Task statement
Write the data below out again in full, exactly as shown.

══ Material for this task

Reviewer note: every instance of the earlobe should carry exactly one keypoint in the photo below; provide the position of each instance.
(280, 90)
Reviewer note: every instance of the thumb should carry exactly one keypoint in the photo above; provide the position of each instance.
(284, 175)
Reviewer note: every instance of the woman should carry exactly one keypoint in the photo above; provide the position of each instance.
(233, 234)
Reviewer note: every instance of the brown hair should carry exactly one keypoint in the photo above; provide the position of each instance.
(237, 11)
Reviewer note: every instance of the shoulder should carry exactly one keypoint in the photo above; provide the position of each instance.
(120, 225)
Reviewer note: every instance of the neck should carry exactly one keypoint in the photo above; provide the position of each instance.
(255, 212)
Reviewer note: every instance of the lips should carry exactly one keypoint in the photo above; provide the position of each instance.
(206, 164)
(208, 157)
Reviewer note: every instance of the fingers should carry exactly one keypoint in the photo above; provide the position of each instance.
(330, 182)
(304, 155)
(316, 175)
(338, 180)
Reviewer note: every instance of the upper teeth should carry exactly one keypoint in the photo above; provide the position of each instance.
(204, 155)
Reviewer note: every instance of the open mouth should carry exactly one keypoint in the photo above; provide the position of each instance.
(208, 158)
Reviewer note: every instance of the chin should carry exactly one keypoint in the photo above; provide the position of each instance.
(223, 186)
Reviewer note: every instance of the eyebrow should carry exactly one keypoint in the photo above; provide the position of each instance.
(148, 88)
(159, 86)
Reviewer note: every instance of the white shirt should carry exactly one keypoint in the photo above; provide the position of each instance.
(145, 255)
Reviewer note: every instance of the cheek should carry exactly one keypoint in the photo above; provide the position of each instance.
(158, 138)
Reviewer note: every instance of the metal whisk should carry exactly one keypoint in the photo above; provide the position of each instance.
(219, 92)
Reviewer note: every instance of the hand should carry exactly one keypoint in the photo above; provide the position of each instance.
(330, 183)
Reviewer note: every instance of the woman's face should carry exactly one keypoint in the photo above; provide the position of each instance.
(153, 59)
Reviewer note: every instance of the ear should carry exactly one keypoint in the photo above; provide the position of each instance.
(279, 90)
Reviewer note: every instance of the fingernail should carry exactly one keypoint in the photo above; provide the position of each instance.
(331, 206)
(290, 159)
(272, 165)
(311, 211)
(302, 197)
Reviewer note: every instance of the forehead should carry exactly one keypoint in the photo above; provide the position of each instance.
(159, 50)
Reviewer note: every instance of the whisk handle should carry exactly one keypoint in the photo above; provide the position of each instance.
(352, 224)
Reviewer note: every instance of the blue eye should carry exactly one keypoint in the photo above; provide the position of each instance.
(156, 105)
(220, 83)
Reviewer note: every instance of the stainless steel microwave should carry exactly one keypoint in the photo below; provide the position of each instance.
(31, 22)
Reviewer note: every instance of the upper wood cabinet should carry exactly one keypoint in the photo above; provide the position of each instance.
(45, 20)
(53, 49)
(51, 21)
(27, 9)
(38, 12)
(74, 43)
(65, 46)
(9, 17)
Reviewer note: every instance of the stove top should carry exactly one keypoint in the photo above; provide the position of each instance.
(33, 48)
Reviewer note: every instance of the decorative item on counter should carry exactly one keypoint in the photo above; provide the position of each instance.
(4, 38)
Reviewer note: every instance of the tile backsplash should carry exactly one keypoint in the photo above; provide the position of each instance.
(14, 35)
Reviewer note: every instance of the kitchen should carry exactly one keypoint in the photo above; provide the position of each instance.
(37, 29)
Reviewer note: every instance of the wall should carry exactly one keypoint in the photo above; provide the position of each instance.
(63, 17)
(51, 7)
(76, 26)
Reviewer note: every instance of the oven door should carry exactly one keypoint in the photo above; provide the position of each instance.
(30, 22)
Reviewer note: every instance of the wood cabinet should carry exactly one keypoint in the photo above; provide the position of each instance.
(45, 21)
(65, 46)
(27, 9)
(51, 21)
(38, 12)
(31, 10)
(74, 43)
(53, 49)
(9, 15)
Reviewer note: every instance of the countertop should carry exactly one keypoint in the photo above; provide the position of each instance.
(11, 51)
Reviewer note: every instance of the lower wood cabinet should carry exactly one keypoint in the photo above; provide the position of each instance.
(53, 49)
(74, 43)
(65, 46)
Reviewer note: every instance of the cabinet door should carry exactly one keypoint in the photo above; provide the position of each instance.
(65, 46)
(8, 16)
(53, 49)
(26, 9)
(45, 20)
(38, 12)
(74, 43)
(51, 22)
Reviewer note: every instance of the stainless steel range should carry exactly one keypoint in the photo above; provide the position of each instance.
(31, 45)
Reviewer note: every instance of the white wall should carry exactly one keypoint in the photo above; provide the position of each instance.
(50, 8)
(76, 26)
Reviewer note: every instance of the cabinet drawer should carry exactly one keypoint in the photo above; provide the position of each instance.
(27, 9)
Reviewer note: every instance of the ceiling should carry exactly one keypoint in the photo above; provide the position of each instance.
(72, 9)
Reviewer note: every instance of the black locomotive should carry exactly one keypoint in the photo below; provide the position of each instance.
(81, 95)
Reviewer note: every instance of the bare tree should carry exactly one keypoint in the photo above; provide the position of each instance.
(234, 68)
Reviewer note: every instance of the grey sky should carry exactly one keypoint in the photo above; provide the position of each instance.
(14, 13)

════

Answer to this task
Reviewer note: every instance of the earlobe should carry exactly one keypoint in the photo below; provide the position of each instance.
(280, 90)
Reviewer note: every instance of the thumb should carry exactly one keypoint in the photo above; provide the position of each instance.
(284, 175)
Reviewer note: every instance of the woman should carry exactly one keypoint in the photo above; provide the position of each instance.
(233, 234)
Reviewer note: every instance of the brown hair should carry exactly one keypoint in the photo above; provide the position of each instance.
(237, 11)
Reviewer note: every instance of the shoulder should carry exactly one keypoint in the photo above; provide the position of each instance.
(120, 225)
Reviewer note: every instance of the neck should carry exactly one keypoint in the photo above; provide the position of each instance.
(255, 212)
Reviewer note: every instance of the lips should carry exactly one keypoint in the photo above; provide the position of each instance.
(206, 164)
(208, 157)
Reviewer note: every instance of the fingers should carry exactly one keypoint in the photo above; provide the position of each instance.
(330, 182)
(304, 155)
(316, 175)
(338, 180)
Reviewer note: every instance of the upper teeth should carry exactly one keypoint in the photo above; provide the position of each instance.
(204, 155)
Reviewer note: every instance of the open mouth should carry exactly one keypoint in the photo above; provide the position of each instance.
(208, 158)
Reviewer note: every instance of the chin should carry exactly one keypoint in the photo above; provide the position of each instance.
(223, 186)
Reviewer note: every instance of the eyebrow should carry exactly one keypoint in the photo above; provide the position of each instance.
(148, 88)
(159, 86)
Reviewer note: every instance of the white shirt should carry exactly one keypoint in the photo above; provide the position of each instance.
(145, 255)
Reviewer note: every instance of the cheek should carry exactly one keypoint in the photo above; provide the position of each instance.
(158, 138)
Reviewer note: every instance of the metal whisk should carry exactly one keypoint in the photo above; provide the position of each instance.
(219, 92)
Reviewer note: every instance of the hand should carry exactly one keypoint in the photo above; provide the position of each instance.
(330, 183)
Reviewer note: every instance of the woman's face should carry exactly one keypoint in the photo above; provide the position of each instance.
(153, 59)
Reviewer note: every instance of the ear should carry exactly one keypoint in the photo above; provide the position of each instance.
(279, 90)
Reviewer note: every instance of the fingernail should carry exactly one keypoint in the photo above; provide the position of each instance.
(331, 206)
(290, 159)
(272, 165)
(311, 211)
(302, 197)
Reviewer note: every instance of the forehead should carry exactly one keypoint in the photo above; provide the position of each instance.
(159, 50)
Reviewer note: every instance of the whisk handle should carry exactly one keypoint in the photo above; provide the position of each instance.
(352, 224)
Reviewer note: every instance of the blue eye should carry exactly one keypoint in the photo above; provide the position of each instance.
(156, 105)
(220, 83)
Reviewer note: every instance of the stainless steel microwave should carry exactly one keypoint in the photo below; provide the position of each instance.
(31, 22)
Reviewer note: every instance of the upper wood cabinet should carry exactly one keypoint in the photo above; provide the position of each instance.
(45, 20)
(53, 49)
(51, 21)
(27, 9)
(38, 12)
(74, 43)
(65, 46)
(9, 17)
Reviewer note: every instance of the stove top should carry exactly one keypoint in the photo above; provide the position of each instance.
(33, 48)
Reviewer note: every instance of the decorative item on counter should carry exactly one keypoint in the photo above; provide the position of each instance.
(4, 38)
Reviewer note: every instance of the tile backsplash should carry exactly one keypoint in the photo above; provide the position of each instance.
(14, 35)
Reviewer note: every instance of the kitchen should carry exactly one keypoint in the photo above; provide the position of each instance.
(37, 29)
Reviewer note: every instance of the wall should carry exactly one keypoint in the photo above; provide the position of each instance.
(63, 17)
(51, 7)
(76, 26)
Reviewer note: every instance of the oven door should carry exactly one keypoint in the photo above; provide the position of each instance.
(30, 22)
Reviewer note: every instance of the wood cabinet should carry exactly one keypoint in the photo above; provide the position of each instance.
(45, 21)
(65, 46)
(27, 9)
(51, 21)
(38, 12)
(31, 10)
(74, 43)
(53, 49)
(9, 15)
Reviewer note: every instance of the countertop should carry exactly one keypoint in the photo above; provide the position of each instance.
(11, 51)
Reviewer note: every instance of the lower wood cabinet should carry exactly one keypoint in the photo above; provide the position of each instance.
(53, 49)
(74, 43)
(65, 46)
Reviewer note: every instance of the cabinet door should carry exactly one keypoint in the photo above; provide the position of each instance.
(65, 46)
(8, 16)
(53, 49)
(26, 9)
(45, 20)
(38, 12)
(74, 43)
(51, 22)
Reviewer note: every instance of the stainless steel range should carry exactly one keypoint in the photo above; provide the position of each instance.
(31, 45)
Reviewer note: every instance of the white wall should carry exactly one keypoint in the photo above; provide the position of each instance.
(50, 8)
(76, 26)
Reviewer note: every instance of the cabinet drawer should carry exactly one keypoint in the photo above; provide the position of each instance.
(27, 9)
Reviewer note: every instance of the ceiling should carry exactly one keypoint in the photo above; provide the position of each instance.
(72, 9)
Reviewer note: every instance of the black locomotive should carry exactly one keypoint in the photo below; provide the position of each instance.
(81, 95)
Reviewer note: every instance of the bare tree should carry exactly one keypoint in the photo above; provide the position of each instance.
(234, 68)
Reviewer note: every instance of the grey sky should carry exactly one keypoint in the photo above; provide the position of each instance.
(14, 13)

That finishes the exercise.